Rapid Advances in Process Reliability and Process Capability
August 10, 2020Comments
In his recent presentation, Achieving Process Reliability with AM Metals, during our 3D Metal Printing Experience and Tech Tour, Andrew Carter, senior manufacturing engineer at Stratasys Direct Manufacturing, made a number of interesting observations.
Here’s one: Seasoned manufacturing and quality engineers might argue that additive manufacturing (AM) is not ready for prime time because AM advocates still are talking about controlling repeatability, when we should be talking about process capability.
It’s a valid consideration, but Carter and other presenters during the July event went on to describe the tremendous inroads already made in controlling process repeatability through extensive experience, measurement and testing, and use of powerful software and databases. That leads to another point from Carter: “Machine capacity is a good metric of how seriously an organization takes AM, but it is far from the sole metric that an AM vendor needs to be evaluated on. It is a company’s method of how it controls materials, process parameters and machines that is the true measure of the caliber of an AM contract manufacturer.”
Having the proof available for customers and regulators obviously lays a solid business foundation for the AM contract manufacturer, as customers gain assurance that from one part to the next, part quality and material characteristics remain steady and within accepted requirements. Beyond that, such qualifications nearly always are required, and certainly are in high-stakes mission- and life-critical aerospace and medical applications. Ultimately, process repeatability teamed with process capability represents the ideal, and the AM industry rapidly is working toward that reality.

**Dataset content:**
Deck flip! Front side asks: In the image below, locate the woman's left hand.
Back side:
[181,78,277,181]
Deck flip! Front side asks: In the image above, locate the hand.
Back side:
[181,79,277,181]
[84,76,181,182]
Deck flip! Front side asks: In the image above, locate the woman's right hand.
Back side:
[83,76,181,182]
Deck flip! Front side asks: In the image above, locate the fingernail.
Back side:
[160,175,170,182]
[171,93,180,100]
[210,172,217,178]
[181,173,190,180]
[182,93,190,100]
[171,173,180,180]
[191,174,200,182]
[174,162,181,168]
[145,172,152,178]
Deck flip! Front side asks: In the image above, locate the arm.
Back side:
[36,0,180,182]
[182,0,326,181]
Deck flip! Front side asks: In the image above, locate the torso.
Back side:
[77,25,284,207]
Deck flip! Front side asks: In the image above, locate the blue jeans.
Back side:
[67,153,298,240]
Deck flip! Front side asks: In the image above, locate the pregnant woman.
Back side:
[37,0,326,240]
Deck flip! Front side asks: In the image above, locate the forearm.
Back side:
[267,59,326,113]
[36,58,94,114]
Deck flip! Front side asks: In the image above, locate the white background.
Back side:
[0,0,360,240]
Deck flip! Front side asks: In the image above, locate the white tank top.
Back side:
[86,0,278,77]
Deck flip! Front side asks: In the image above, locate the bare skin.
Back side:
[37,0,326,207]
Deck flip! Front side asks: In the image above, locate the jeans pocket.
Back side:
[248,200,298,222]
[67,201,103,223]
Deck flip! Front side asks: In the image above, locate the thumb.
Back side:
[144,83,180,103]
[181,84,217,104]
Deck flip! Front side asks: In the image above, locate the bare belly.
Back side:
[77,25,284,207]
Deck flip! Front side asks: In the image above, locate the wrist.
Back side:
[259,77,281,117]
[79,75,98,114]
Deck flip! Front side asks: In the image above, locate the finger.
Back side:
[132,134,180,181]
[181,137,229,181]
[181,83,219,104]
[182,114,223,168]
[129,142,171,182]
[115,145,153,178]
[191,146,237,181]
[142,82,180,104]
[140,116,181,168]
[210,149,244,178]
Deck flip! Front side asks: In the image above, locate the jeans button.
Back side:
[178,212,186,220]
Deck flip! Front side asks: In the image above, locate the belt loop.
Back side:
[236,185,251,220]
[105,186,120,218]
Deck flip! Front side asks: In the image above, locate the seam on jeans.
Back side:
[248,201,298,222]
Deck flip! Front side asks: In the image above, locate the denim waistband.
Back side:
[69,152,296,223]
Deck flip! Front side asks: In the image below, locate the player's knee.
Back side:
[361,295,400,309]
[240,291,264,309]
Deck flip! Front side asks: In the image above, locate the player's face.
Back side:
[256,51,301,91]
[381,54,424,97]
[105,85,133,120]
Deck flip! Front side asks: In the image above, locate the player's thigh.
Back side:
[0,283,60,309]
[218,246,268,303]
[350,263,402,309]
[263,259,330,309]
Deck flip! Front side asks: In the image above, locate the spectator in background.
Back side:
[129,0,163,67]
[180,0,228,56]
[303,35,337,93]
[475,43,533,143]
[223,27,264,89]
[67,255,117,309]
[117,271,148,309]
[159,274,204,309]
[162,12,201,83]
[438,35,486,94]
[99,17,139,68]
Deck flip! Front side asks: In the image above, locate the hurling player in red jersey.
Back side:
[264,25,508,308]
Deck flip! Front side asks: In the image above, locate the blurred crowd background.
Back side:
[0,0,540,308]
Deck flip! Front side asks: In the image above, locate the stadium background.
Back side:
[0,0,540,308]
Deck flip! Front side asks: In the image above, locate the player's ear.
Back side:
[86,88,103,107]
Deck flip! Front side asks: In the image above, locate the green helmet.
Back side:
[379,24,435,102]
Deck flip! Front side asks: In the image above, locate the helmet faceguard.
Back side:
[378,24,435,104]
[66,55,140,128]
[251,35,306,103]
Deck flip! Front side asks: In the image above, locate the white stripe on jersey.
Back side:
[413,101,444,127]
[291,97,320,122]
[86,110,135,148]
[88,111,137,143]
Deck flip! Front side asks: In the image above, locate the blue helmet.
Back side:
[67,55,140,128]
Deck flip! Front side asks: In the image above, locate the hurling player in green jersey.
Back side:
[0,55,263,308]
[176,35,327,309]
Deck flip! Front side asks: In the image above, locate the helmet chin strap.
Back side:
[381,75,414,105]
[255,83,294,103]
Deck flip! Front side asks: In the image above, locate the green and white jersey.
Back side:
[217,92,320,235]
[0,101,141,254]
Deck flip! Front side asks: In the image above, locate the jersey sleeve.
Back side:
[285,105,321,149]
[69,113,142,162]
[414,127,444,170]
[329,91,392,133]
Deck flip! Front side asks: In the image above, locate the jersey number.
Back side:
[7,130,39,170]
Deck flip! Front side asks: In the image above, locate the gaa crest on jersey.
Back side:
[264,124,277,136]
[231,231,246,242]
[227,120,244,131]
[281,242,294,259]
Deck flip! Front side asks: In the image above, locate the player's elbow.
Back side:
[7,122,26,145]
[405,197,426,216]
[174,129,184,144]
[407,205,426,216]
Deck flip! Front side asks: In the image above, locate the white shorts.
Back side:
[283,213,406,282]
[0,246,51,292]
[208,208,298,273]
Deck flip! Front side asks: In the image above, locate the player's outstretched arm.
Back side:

**What this task involves:** Copy word for word the part of the article on additive manufacturing reliability from "Having the proof" to "toward that reality.".

**Response to this task:**
Having the proof available for customers and regulators obviously lays a solid business foundation for the AM contract manufacturer, as customers gain assurance that from one part to the next, part quality and material characteristics remain steady and within accepted requirements. Beyond that, such qualifications nearly always are required, and certainly are in high-stakes mission- and life-critical aerospace and medical applications. Ultimately, process repeatability teamed with process capability represents the ideal, and the AM industry rapidly is working toward that reality.